** Source **

Honestly, I can say that I sat a roller coaster to reach Genting Highland. Luckily, none of us vomited. Two car was competing with each other. Passengers were screaming and shouting… –.-

We played Bumper Car and Flying Coaster. We enjoyed very much while playing Bumper Car. We did “enjoyed” bumping three kids' car because they were annoying for us during the queue . Seven Adults were bullying three small kids. ^^V

For Flying Coaster, it was not scary as what you saw. But, we all just love to screaming….. ^^

Christmas was coming. I want hang out with you all again ^^ Let’s  fill up the day ^^

Thursday, December 2, 2010

Ipoh’s Photo is coming soon

I have not meet Annabel yet to get all the pictures in her camera since we came back from the trip.

Currently, I am still being jobless at home. I have been looking for job for nearly one week. I submitted the application for all suitable job. However, I neither receive any reply from any of them. I just can stay at home and wait for the good news.

I just do some cutting on the Korean song because I want to set it as my mobile phone’s ringtone. Luckily, I am able to find the simple software from the internet.

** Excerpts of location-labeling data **
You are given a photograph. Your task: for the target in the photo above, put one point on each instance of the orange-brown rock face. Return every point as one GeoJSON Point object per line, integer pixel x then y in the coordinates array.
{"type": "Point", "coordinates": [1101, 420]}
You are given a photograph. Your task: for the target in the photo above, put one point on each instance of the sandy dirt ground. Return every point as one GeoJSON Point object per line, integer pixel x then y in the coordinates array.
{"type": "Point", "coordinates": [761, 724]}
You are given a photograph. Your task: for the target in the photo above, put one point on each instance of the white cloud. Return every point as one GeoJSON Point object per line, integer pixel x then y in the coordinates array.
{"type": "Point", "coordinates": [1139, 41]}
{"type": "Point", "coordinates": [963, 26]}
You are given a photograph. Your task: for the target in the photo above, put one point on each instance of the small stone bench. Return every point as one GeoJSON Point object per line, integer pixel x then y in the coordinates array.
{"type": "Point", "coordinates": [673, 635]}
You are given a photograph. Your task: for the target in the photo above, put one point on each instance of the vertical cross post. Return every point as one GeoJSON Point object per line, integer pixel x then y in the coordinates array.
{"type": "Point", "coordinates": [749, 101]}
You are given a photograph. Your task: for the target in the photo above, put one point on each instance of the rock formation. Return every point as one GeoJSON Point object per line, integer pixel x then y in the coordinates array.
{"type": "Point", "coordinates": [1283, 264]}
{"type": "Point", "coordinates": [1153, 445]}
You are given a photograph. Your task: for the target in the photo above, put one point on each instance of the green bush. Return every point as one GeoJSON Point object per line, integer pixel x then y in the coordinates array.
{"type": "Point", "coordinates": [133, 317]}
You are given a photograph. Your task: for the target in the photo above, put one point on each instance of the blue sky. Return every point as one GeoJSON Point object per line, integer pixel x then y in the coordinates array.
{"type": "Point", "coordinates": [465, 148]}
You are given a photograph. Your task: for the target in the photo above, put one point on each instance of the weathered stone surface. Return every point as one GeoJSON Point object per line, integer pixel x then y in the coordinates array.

* * *

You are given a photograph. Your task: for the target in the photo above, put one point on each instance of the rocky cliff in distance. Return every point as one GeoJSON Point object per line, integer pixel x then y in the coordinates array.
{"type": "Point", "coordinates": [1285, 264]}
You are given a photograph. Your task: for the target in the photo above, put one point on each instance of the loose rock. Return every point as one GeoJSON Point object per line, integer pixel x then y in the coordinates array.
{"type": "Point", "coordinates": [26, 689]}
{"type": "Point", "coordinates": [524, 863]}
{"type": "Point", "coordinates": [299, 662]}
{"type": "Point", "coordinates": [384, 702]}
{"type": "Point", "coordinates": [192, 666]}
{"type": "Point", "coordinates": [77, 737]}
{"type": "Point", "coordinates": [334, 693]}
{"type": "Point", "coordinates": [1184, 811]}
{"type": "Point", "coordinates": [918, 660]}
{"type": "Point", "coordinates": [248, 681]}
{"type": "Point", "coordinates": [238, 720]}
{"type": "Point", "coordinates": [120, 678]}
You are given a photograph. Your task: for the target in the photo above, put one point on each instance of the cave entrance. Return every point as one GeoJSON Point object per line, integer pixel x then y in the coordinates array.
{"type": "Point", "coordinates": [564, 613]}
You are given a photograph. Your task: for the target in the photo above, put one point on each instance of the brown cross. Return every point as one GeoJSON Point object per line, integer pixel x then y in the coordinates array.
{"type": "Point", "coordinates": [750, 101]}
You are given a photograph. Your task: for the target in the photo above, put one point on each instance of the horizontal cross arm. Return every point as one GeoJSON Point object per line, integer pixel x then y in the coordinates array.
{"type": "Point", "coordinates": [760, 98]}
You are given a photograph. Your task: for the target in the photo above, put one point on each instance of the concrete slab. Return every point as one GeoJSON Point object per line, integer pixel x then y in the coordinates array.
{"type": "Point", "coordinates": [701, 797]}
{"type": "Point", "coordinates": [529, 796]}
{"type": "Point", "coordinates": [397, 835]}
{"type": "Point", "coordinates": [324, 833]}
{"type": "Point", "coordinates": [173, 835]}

** What you are asked to do **
In the blog text, which two rides does the group say they played?

** Exercise output **
Bumper Car and Flying Coaster.